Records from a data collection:
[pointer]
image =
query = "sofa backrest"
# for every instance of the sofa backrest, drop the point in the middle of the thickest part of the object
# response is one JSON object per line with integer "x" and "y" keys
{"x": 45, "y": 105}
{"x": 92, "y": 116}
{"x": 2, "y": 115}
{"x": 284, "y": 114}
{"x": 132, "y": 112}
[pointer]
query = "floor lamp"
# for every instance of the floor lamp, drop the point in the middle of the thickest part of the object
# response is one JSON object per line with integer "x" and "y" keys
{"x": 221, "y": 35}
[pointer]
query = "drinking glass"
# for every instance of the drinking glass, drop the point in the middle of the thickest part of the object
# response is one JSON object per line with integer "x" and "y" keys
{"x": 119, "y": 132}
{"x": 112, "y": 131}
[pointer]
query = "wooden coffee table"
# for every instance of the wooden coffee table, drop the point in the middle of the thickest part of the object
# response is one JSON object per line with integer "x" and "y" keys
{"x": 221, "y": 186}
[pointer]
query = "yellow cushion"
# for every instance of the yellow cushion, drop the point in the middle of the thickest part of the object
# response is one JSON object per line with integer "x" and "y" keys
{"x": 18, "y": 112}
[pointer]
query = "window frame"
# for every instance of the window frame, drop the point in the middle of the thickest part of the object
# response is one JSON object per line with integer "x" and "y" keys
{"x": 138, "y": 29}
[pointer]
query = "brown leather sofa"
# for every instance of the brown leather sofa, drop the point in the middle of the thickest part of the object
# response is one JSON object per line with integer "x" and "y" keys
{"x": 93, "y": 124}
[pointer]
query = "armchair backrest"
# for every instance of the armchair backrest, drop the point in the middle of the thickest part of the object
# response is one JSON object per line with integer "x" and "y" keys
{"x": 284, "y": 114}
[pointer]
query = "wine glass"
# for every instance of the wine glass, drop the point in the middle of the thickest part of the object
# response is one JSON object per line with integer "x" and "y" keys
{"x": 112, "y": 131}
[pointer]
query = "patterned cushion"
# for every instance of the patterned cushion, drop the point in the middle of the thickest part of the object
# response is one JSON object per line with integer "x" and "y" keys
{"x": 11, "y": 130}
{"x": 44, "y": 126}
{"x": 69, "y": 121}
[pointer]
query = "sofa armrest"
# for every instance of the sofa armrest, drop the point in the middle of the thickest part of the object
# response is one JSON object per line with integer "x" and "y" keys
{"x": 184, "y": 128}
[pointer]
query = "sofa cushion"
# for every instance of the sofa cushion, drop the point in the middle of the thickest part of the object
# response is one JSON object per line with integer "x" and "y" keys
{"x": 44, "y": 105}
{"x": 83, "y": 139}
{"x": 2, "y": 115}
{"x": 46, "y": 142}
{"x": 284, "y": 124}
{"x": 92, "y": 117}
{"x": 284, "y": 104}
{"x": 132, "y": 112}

### Directions
Exact retyping of every entry is required.

### Solution to this task
[pointer]
image =
query = "sofa backrest"
# for every instance of the sofa backrest, drop the point in the middle of the thickest part of the object
# response is one JSON object per line with integer "x" and "y" keys
{"x": 45, "y": 105}
{"x": 92, "y": 116}
{"x": 2, "y": 115}
{"x": 284, "y": 114}
{"x": 132, "y": 112}
[pointer]
query = "floor lamp"
# for every instance of the floor lamp, drop the point in the middle of the thickest part of the object
# response is one JSON object per line with integer "x" and "y" keys
{"x": 221, "y": 35}
[pointer]
query = "drinking glass"
# for every instance of the drinking glass, drop the point in the middle of the thickest part of the object
# response is one JSON object per line with integer "x" and "y" keys
{"x": 119, "y": 132}
{"x": 112, "y": 131}
[pointer]
query = "wooden coffee table"
# for every instance of the wooden coffee table, drop the point in the middle of the thickest part of the object
# response is one JSON object per line with integer "x" and "y" keys
{"x": 221, "y": 186}
[pointer]
query = "yellow cushion"
# for every instance of the yellow cushion, drop the point in the middle of the thickest part of the object
# response is one JSON object per line with integer "x" and "y" keys
{"x": 18, "y": 112}
[pointer]
query = "window frame"
# for every instance of the window frame, drop the point in the middle of the thickest part of the object
# response is one JSON object per line with integer "x" and "y" keys
{"x": 138, "y": 29}
[pointer]
query = "brown leather sofa"
# for every instance of the brown leather sofa, drop the point in the middle of the thickest part of the object
# response is one JSON object per line with integer "x" and "y" keys
{"x": 93, "y": 124}
[pointer]
query = "armchair backrest"
# for every instance of the armchair backrest, drop the point in the middle of the thickest part of the object
# response is one JSON object per line with integer "x" and "y" keys
{"x": 284, "y": 114}
[pointer]
query = "wine glass"
# for every instance of the wine glass, drop the point in the middle of the thickest part of the object
# response is one JSON object per line with integer "x" and "y" keys
{"x": 112, "y": 131}
[pointer]
query = "patterned cushion"
# for every instance of the patterned cushion, drop the point in the middle of the thickest part of the object
# response is one JSON object per line with integer "x" and "y" keys
{"x": 11, "y": 130}
{"x": 44, "y": 126}
{"x": 69, "y": 121}
[pointer]
query = "sofa armrest"
# for every instance of the sofa armrest, drop the point in the middle of the thickest part of the object
# response is one JSON object per line with integer "x" and "y" keys
{"x": 184, "y": 128}
[pointer]
query = "sofa cushion"
# for every instance of the sofa cushion, drop the point in the middle of the thickest part of the object
# response is one JSON object per line with integer "x" and "y" keys
{"x": 44, "y": 105}
{"x": 83, "y": 139}
{"x": 2, "y": 115}
{"x": 46, "y": 142}
{"x": 284, "y": 124}
{"x": 92, "y": 117}
{"x": 284, "y": 104}
{"x": 132, "y": 112}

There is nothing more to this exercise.